Em magnífica matéria sobre a ausência de autonomia da Polícia Judiciária, Luiz Flávio Gomes e Fábio Scliar[2] lecionam:
“A preocupação com a ausência de autonomia da Polícia Judiciária é justificável em função da crescente importância que a investigação criminal vem assumindo em nossa ordem jurídica, seja por conta de uma necessária mudança de postura a seu respeito, para considerá-la como uma garantia do cidadão contra imputações levianas ou açodadas em juízo, seja pelo papel mais ativo que tem sido desempenhado nos últimos tempos pelos órgãos policiais”. (grifei)
Mais adiante, os professores acrescentam:
“Esta ausência enfraquece a Polícia Judiciária e a torna mais suscetível às injunções dos detentores do poder político, e considerando a natureza e a gravidade da atribuição que exerce, bem como os bens jurídicos sobre os quais recai a sua atuação, o efeito pode ser desastroso em um Estado Democrático de Direito”. (grifei)
O mestre Fernando da Costa Tourinho Filho[3], abordando a questão da importância da atividade policial, assim se posicionou:
“Há uma séria crítica à Polícia no sentido de poder sofrer pressão do Executivo ou mesmo de seus superiores e de políticos. É comum, em cidades do interior, a Autoridade Policial ficar receosa de tomar alguma medida que possa contrariar Prefeitos e Vereadores. Nesses casos, é o Ministério Público, então, que toma a iniciativa. Mas, para que se evitem situações como essas, bastaria conferir aos Delegados de Polícia, que têm, repetimos, a mesma formação jurídica dos membros do Ministério Público e Magistratura e, ao contrário destes, diuturnamente expõem suas vidas no desempenho de suas árduas tarefas, as mesmas garantias conferidas àqueles; irredutibilidade de vencimentos, inamovibilidade (salvo o caso de interesse público devidamente apurado) e vitaliciedade”. (grifei)

Dados
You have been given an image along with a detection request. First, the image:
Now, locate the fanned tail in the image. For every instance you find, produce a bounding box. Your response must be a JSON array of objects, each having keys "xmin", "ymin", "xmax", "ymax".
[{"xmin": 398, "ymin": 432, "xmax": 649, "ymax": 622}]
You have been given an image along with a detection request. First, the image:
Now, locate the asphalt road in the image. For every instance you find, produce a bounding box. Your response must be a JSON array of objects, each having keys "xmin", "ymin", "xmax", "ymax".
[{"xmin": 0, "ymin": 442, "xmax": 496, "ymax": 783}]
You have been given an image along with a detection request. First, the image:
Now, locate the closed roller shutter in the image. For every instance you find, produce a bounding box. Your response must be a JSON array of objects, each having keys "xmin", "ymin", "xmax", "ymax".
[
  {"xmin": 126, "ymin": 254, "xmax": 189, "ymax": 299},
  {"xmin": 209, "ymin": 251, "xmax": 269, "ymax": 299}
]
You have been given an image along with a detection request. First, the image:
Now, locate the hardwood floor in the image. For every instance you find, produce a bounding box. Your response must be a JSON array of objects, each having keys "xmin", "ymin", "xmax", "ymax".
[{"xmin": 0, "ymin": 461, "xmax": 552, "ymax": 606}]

--

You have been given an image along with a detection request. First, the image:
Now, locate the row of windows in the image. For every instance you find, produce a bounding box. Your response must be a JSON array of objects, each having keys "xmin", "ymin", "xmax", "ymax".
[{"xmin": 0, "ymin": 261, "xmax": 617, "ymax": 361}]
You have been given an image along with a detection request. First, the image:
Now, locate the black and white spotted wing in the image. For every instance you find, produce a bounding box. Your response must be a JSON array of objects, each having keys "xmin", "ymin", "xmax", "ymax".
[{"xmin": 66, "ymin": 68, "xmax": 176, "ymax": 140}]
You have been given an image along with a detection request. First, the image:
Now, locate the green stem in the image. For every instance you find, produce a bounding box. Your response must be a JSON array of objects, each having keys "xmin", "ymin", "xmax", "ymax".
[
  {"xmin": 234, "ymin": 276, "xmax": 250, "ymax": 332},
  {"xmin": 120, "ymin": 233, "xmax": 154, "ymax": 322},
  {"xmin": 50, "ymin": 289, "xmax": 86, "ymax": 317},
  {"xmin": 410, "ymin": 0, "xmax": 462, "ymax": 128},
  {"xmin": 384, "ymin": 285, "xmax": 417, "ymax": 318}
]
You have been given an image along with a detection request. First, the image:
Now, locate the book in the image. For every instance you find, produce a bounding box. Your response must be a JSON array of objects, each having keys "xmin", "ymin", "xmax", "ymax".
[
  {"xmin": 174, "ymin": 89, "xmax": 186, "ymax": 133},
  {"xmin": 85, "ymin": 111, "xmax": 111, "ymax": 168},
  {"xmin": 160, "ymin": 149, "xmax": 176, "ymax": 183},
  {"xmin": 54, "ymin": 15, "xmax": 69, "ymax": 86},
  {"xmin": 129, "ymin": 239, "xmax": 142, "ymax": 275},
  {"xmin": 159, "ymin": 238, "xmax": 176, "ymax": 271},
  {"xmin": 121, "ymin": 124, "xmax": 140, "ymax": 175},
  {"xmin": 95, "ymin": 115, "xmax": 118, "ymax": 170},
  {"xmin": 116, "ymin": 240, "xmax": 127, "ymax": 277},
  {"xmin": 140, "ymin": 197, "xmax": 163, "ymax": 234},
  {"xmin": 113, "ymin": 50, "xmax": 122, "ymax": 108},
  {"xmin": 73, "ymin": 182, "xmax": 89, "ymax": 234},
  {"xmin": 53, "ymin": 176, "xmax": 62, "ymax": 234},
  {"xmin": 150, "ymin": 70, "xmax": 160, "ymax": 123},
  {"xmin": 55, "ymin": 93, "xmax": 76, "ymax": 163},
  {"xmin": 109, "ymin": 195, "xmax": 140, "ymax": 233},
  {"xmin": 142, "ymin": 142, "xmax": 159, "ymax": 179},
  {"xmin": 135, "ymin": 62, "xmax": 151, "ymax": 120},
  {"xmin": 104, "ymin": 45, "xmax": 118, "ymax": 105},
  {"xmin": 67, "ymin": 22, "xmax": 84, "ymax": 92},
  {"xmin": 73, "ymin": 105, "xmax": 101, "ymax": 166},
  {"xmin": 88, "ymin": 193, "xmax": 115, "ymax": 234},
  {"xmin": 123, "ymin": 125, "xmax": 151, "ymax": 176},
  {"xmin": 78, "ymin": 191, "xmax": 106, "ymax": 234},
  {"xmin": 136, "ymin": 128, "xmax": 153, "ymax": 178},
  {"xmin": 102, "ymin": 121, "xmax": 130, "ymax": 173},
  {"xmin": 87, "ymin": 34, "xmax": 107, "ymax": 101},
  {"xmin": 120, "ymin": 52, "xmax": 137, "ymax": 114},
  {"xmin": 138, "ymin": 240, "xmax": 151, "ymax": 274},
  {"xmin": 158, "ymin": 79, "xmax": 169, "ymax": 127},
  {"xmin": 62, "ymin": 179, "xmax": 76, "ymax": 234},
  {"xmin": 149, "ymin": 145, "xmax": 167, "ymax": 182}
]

Problema proposto
Responda às perguntas a seguir com base no trecho sobre a autonomia da Polícia Judiciária.
(a) Segundo Luiz Flávio Gomes e Fábio Scliar, a ausência de autonomia torna a Polícia Judiciária mais suscetível a quê?
(b) De acordo com Fernando da Costa Tourinho Filho, em cidades do interior, quem a Autoridade Policial fica receosa de contrariar?
(c) Quais garantias Tourinho Filho propõe conferir aos Delegados de Polícia?

Resposta esperada
(a) Às injunções dos detentores do poder político.
(b) Prefeitos e Vereadores.
(c) Irredutibilidade de vencimentos, inamovibilidade (salvo o caso de interesse público devidamente apurado) e vitaliciedade.